--- RECORDS SHOWN ---

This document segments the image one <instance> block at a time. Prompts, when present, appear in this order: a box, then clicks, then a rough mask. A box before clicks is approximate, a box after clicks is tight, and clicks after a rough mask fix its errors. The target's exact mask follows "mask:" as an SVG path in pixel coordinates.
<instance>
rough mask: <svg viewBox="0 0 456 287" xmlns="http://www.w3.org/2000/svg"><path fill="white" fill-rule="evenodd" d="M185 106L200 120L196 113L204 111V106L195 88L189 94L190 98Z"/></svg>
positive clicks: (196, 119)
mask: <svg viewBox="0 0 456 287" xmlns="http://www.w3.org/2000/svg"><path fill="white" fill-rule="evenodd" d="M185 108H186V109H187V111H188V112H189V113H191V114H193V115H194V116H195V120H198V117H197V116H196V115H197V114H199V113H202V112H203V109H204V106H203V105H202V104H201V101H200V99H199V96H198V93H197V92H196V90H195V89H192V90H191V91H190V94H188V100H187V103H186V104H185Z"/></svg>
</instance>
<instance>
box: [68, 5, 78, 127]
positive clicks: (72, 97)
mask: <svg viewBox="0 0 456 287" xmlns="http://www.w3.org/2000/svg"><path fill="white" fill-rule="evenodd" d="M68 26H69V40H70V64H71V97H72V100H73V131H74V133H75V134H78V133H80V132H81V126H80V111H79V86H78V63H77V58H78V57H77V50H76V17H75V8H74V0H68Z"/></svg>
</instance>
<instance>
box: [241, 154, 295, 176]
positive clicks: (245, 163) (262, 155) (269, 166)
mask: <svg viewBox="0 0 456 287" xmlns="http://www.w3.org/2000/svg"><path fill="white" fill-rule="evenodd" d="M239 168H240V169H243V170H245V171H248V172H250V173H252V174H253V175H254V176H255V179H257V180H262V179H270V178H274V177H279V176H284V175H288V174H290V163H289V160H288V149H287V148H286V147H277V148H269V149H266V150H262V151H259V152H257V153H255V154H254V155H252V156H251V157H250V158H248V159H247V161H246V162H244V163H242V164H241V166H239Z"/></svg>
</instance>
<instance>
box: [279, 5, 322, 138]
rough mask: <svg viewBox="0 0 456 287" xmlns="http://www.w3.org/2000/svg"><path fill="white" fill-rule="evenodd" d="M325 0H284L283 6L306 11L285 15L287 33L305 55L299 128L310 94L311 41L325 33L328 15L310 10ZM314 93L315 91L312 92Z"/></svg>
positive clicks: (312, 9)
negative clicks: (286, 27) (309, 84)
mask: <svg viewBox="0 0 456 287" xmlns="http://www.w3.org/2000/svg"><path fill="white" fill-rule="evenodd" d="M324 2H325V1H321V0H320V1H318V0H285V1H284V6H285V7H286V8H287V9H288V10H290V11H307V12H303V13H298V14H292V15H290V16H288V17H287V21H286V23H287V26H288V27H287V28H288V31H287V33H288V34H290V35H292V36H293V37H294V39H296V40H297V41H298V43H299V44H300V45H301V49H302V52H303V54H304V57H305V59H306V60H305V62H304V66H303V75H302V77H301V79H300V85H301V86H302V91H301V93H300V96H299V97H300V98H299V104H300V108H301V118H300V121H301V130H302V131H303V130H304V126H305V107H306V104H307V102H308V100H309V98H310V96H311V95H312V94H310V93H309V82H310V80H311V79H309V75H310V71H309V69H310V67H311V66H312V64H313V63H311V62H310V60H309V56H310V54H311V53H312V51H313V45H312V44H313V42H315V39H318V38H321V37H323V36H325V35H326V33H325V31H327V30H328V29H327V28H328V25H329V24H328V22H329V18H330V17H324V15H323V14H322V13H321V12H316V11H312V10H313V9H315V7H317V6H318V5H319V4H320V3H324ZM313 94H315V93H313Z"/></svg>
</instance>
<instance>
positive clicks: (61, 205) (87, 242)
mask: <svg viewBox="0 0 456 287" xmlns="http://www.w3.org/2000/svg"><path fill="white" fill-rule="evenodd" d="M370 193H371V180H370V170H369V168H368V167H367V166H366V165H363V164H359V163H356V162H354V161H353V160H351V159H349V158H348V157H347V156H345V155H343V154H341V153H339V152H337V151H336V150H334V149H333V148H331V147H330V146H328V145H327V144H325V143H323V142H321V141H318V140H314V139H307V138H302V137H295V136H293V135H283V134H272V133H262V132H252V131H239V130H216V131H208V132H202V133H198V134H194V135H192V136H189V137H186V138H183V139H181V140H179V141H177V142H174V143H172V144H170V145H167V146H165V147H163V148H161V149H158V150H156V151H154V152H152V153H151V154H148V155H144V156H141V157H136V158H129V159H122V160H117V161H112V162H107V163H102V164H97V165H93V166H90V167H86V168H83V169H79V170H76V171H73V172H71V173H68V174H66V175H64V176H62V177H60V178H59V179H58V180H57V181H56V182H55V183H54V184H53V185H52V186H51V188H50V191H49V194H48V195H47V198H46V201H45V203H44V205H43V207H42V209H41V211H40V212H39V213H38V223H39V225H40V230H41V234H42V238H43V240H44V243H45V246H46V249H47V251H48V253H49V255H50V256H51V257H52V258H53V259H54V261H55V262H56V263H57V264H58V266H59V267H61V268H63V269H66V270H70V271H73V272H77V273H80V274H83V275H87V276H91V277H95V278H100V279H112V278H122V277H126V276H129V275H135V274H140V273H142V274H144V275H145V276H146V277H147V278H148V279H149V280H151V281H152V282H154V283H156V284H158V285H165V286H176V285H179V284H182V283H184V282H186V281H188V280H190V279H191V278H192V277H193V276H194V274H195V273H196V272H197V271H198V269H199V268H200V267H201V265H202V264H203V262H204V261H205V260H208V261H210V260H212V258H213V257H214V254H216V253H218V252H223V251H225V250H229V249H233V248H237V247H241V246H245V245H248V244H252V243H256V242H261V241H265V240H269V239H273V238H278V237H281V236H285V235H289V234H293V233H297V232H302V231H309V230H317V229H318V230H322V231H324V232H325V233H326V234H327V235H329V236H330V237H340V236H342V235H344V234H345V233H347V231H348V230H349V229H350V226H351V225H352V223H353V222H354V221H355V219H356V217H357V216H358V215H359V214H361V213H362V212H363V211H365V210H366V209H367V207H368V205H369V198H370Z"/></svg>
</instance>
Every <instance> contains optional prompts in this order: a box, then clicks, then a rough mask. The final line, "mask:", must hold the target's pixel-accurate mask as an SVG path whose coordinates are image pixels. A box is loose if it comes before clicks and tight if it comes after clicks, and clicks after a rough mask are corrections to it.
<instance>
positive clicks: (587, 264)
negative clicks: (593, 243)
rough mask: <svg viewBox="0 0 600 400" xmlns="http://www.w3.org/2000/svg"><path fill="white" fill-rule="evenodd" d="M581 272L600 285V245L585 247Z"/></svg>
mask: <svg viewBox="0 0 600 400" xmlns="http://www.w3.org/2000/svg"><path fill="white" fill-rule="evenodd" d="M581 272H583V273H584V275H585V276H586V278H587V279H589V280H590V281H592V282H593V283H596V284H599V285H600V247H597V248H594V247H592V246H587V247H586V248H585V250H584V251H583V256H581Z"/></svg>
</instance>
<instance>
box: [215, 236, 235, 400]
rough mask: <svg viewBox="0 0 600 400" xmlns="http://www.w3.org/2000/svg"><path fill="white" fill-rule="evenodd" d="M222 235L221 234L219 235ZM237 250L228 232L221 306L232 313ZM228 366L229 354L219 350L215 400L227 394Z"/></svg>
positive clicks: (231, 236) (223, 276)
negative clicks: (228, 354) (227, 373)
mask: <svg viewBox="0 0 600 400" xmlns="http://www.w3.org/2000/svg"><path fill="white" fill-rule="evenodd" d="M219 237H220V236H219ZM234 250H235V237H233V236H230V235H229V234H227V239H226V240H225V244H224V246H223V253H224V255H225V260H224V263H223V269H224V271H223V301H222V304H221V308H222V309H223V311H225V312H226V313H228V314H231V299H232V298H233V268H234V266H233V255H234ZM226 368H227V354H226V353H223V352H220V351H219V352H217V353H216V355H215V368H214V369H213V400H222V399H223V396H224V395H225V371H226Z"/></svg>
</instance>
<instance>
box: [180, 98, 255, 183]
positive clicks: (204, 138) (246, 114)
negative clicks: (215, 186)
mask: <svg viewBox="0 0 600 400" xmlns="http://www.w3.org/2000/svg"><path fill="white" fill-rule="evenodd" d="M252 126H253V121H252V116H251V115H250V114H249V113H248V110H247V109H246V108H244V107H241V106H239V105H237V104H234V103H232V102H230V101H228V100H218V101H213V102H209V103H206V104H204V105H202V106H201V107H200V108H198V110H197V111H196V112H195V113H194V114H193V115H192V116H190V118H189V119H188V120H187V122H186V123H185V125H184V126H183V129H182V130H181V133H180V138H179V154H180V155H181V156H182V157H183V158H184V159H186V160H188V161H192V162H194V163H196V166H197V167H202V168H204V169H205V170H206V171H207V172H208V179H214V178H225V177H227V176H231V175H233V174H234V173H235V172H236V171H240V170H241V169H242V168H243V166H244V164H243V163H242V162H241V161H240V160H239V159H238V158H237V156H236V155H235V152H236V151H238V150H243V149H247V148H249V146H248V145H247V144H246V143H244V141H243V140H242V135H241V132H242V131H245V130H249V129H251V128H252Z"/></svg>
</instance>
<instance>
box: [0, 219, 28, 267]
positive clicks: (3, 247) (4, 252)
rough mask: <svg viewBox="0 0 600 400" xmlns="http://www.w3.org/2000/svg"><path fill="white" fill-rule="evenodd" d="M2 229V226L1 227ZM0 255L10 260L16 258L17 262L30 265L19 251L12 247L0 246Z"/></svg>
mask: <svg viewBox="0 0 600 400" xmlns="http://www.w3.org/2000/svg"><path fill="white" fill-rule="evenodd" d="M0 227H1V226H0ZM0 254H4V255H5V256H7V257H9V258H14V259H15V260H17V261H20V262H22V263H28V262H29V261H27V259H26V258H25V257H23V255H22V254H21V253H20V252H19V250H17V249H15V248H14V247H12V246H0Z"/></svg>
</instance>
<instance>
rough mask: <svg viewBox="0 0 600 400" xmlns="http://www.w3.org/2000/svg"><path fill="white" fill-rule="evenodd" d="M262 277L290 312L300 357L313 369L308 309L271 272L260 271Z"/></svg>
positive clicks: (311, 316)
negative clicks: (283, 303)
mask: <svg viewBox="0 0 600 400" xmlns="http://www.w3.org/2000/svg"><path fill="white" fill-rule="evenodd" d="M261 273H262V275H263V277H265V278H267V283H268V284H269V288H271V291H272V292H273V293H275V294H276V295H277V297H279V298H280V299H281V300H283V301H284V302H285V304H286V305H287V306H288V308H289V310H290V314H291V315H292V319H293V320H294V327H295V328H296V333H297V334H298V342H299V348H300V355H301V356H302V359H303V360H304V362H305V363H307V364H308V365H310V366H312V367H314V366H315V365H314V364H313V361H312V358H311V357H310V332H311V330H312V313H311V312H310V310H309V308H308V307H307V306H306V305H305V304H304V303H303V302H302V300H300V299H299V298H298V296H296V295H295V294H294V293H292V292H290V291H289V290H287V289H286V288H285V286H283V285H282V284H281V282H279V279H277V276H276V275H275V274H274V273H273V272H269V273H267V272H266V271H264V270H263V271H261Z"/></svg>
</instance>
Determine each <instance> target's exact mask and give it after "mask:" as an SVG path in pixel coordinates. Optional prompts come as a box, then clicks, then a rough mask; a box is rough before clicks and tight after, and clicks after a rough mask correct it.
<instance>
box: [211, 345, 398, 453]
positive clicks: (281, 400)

---

ASSIGNMENT |
Please copy only these lines, exactly: the first line of the records through the line containing "box: [279, 5, 322, 138]", ends included.

ANSWER SPACE |
This document segments the image one <instance> block at a time. Prompts, when present, appear in this order: a box, then clicks, then a rough mask. A box before clicks is approximate, a box after clicks is tight, and clicks after a rough mask fix its errors. The target's exact mask follows "mask:" as an SVG path in pixel coordinates.
<instance>
rough mask: <svg viewBox="0 0 456 287" xmlns="http://www.w3.org/2000/svg"><path fill="white" fill-rule="evenodd" d="M185 106L200 120L196 113L204 111V106L195 88L189 94L190 98Z"/></svg>
positive clicks: (196, 119)
mask: <svg viewBox="0 0 456 287" xmlns="http://www.w3.org/2000/svg"><path fill="white" fill-rule="evenodd" d="M185 108H186V109H187V111H188V112H189V113H191V114H193V115H194V116H195V120H198V117H197V116H196V115H197V114H199V113H202V112H203V109H204V106H203V105H202V104H201V101H200V99H199V96H198V93H197V92H196V90H195V89H192V90H191V91H190V94H188V100H187V103H186V104H185Z"/></svg>
</instance>
<instance>
box: [68, 5, 78, 127]
positive clicks: (72, 97)
mask: <svg viewBox="0 0 456 287" xmlns="http://www.w3.org/2000/svg"><path fill="white" fill-rule="evenodd" d="M68 26H69V40H70V64H71V97H72V100H73V131H74V133H75V134H78V133H80V132H81V126H80V111H79V86H78V63H77V58H78V57H77V50H76V17H75V8H74V0H68Z"/></svg>
</instance>
<instance>
box: [241, 154, 295, 176]
positive clicks: (245, 163) (262, 155) (269, 166)
mask: <svg viewBox="0 0 456 287" xmlns="http://www.w3.org/2000/svg"><path fill="white" fill-rule="evenodd" d="M239 168H240V169H243V170H245V171H248V172H250V173H252V174H253V175H254V176H255V179H257V180H262V179H270V178H274V177H279V176H284V175H288V174H290V163H289V160H288V149H287V148H286V147H277V148H269V149H266V150H262V151H259V152H257V153H255V154H254V155H252V156H251V157H250V158H248V159H247V161H246V162H244V163H242V164H241V166H239Z"/></svg>
</instance>
<instance>
box: [279, 5, 322, 138]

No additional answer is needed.